La nueva conciencia medioambiental española, tan escasa anteriormente, produjo una movilización social que llevó a miles de voluntarios, de Galicia y otros lugares de España, a limpiar las costas, en lo que supuso un enorme y costoso despliegue de medios y organización. Pero también desembocó en un conato de histeria colectiva que fue alimentada por incontables profecías apocalípticas. Ah, la larga lista de profecías incumplidas. Merecerían repasarse, pero ya no interesan ni a quienes las difundieron ni a quienes las creyeron. Las costas gallegas lucieron limpias mucho antes de lo que anunciaron los profetas, el pescado y el marisco no desaparecieron de las rías y Galicia no se hundió en la miseria. Pero vaya usted a pedir cuentas a los catastrofistas. Siempre están en la alarma siguiente.

# # # # # # #

ENUNCIADO -
Prosigue el texto sobre las costas gallegas a partir de su última oración. El listado no guarda relación con el texto sobre las costas gallegas.

DATOS ALMACENADOS -

# # # # # # #

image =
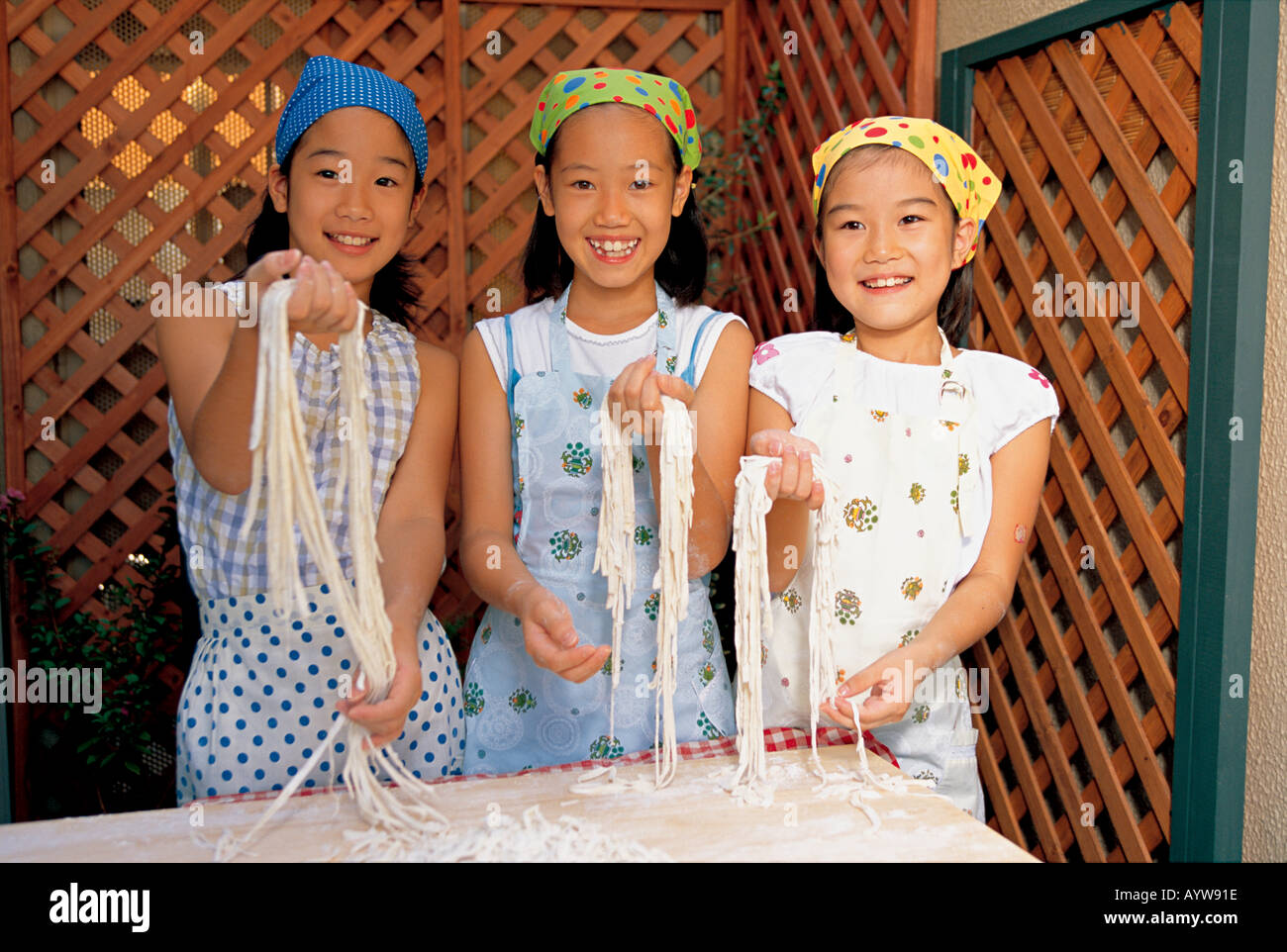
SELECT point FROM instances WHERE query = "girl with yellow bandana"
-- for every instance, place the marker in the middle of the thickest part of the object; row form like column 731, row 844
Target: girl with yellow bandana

# # # # # # #

RESPUESTA -
Desde el 13 de noviembre, día en que el Prestige emitió la llamada de socorro hasta el 19 de noviembre en que se partió y hundió lejos de la costa, todo aquello, es decir, la explotación política y mediática del accidente -el sensacionalismo fue ingrediente capital de la histeria- apenas asomaba a la superficie. Es más, aunque el chapapote ya estaba llegando a tierra, se pudo pensar que lo peor se había evitado. Pues el peligro, en las primeras horas, fue que el petrolero se estrellara contra la costa en la zona de Cabo Touriñán y dejara allí, en letal concentración, toda su carga. Algo que pudo ocurrir de no haberse logrado in extremis hacer remolque en el barco gracias a la intervención del personal de salvamento marítimo.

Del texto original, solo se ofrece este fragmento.